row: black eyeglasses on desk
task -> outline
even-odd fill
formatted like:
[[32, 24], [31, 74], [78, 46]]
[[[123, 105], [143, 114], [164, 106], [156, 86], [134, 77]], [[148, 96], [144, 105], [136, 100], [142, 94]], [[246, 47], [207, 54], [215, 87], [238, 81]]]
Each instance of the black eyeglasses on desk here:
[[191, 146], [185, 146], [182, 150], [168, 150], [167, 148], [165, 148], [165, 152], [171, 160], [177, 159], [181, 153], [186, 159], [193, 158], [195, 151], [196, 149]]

+===+

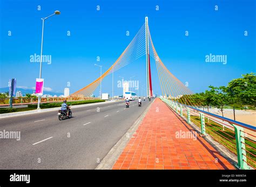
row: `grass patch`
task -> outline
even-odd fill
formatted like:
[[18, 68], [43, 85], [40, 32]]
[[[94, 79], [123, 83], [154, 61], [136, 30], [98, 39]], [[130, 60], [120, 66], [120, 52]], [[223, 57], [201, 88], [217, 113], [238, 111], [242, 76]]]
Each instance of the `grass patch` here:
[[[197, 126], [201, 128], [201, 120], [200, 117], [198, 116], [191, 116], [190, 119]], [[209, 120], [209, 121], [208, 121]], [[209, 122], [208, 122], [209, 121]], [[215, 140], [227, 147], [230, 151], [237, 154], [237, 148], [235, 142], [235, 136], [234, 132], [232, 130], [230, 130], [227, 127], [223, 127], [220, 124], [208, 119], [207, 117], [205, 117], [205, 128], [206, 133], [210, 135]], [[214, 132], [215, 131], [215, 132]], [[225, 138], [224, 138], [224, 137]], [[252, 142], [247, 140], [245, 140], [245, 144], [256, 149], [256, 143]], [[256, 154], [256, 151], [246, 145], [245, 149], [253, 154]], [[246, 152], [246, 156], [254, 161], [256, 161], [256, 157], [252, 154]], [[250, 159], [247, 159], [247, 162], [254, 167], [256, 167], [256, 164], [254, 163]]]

+===+

Problem details
Reproduce everything from the line containing "row: black eyeglasses on desk" down to the line containing "151], [196, 149]]", changing "even-odd fill" to "nonzero fill" and leaving the rest unchanged.

Solution
row: black eyeglasses on desk
task -> outline
nonzero fill
formatted like:
[[32, 24], [31, 74], [78, 46]]
[[[123, 105], [143, 114], [164, 106], [156, 86], [134, 77]], [[148, 96], [144, 105], [136, 100], [142, 94]], [[246, 47], [207, 54], [215, 87], [238, 81]]]
Each instance of the black eyeglasses on desk here:
[[191, 146], [185, 146], [182, 150], [168, 150], [167, 148], [165, 148], [165, 152], [171, 160], [177, 159], [181, 153], [186, 159], [193, 158], [195, 151], [196, 149]]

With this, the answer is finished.